What to work on. Continue the passage about one organization's legal attacks on the Internet, starting right after its final sentence.

Supplied text.
=== Section Start ===

This isn't about whether Jesus or Xenu or the Flying Spaghetti Monster is weirder. Or about the relative atrocities of Crusades, the RPF, or not serving meatballs with spaghetti.
It's about one specific organization, and its track record of using litigation as a tool to silence dissent. Sonny Bono, Scientologist and Senator, not only supported the Mickey Mouse Protection Act which extended copyright terms to 75 years plus the life of the creator, he got the damn bill named after itself. When the DMCA was passed in 1998, guess was among the first first lawsuit under its provisions just a few months later? Hint: It's the same organization that attacked Slashdot itself in 2001 and Google in 2002.
It's not about space aliens, UFOs shaped like DC-8s, or volcanoes. It's about one organization's multi-decade track record of attacks on the Internet. That - and nothing else - is why it's News For Nerds, and Stuff That Matters.

=== Section End ===

Listed entries.

=== Section Start ===

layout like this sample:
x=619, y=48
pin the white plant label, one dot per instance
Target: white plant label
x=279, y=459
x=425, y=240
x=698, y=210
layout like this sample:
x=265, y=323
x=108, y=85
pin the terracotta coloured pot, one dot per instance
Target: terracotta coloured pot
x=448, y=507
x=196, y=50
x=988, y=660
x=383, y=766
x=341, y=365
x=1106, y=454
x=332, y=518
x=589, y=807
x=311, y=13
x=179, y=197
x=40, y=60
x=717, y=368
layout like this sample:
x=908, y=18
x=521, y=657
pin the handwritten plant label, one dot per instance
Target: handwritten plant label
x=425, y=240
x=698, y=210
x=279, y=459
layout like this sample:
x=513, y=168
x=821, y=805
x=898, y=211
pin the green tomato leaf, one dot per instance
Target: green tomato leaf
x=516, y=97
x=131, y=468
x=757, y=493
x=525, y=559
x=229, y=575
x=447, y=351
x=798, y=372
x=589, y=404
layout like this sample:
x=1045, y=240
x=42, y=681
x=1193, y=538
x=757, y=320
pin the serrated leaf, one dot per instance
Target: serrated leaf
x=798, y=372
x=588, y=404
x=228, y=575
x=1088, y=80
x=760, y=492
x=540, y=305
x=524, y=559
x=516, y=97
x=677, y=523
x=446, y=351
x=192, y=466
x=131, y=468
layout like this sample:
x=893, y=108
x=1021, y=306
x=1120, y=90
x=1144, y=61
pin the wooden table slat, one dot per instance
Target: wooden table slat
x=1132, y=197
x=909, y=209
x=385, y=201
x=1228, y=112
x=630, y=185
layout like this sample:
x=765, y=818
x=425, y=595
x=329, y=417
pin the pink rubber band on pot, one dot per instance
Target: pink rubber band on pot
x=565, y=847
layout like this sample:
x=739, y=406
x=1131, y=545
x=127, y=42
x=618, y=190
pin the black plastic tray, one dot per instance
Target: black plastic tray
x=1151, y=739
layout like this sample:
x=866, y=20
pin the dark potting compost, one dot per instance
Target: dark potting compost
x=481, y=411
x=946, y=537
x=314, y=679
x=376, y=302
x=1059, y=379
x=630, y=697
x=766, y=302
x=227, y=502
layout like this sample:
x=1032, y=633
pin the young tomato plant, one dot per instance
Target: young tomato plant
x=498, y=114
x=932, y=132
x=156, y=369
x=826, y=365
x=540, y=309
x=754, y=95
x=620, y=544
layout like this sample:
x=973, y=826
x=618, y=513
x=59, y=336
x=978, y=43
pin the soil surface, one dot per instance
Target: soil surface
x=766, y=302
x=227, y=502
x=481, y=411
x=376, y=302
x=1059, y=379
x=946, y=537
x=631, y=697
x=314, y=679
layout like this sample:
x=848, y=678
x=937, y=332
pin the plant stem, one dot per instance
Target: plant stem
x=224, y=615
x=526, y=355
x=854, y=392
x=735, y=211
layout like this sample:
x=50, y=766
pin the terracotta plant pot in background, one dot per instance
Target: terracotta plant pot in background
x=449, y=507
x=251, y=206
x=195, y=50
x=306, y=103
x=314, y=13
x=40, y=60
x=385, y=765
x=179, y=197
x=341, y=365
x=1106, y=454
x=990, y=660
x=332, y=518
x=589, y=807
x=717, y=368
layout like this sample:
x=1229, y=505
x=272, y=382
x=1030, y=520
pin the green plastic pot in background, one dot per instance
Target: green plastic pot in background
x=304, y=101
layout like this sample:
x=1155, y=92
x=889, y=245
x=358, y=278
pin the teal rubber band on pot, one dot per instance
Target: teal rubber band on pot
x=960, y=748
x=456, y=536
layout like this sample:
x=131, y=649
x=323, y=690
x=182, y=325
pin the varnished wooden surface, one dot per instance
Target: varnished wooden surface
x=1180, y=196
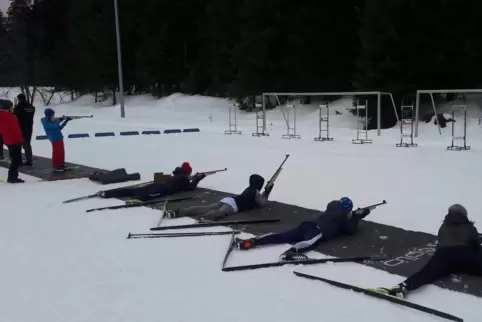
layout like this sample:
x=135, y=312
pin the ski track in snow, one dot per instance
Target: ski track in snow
x=60, y=263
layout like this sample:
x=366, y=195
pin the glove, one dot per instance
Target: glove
x=267, y=190
x=199, y=176
x=133, y=201
x=292, y=255
x=361, y=213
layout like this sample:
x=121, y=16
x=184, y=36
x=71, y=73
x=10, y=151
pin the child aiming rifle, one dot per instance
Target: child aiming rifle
x=249, y=199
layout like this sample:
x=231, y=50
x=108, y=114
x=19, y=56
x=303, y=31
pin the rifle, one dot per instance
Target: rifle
x=63, y=117
x=275, y=175
x=372, y=207
x=210, y=173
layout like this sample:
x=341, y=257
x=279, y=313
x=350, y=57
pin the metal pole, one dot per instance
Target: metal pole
x=119, y=60
x=379, y=114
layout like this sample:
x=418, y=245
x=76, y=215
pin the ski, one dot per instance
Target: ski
x=163, y=214
x=141, y=204
x=213, y=224
x=310, y=261
x=161, y=235
x=393, y=299
x=230, y=249
x=81, y=198
x=96, y=194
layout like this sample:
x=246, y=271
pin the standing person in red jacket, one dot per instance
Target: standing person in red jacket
x=12, y=138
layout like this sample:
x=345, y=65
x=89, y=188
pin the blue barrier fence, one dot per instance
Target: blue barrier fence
x=124, y=133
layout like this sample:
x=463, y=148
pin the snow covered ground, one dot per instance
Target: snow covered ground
x=62, y=264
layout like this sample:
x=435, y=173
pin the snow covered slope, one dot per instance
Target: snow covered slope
x=418, y=183
x=62, y=264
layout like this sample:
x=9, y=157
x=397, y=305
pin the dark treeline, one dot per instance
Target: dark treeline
x=241, y=48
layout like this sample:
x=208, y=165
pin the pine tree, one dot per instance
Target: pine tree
x=411, y=45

=== Section End ===

Exercise response.
Of course, by the time I've typed this, we'll have already gone through 100 posts of "No, your religion is weirder!" "No, all religions are silly", and Scilon trolls sitting back and smiling gleefully as they watch yet another message board thread fall for the distraction tactic, and this post all pointless.
(Yep, the Cult has already compared it to the Spanish Inquisition. For something nobody's supposed to expect, I'm not at all surprised the cult spokesperson has already started to draw comparisons to the Spanish Inquisition, especially in a historically-Catholic country, and right on time, two attempts to distract us by advocating taxation of the Catholic Church shows up here...)
But it felt good to rant for a bit.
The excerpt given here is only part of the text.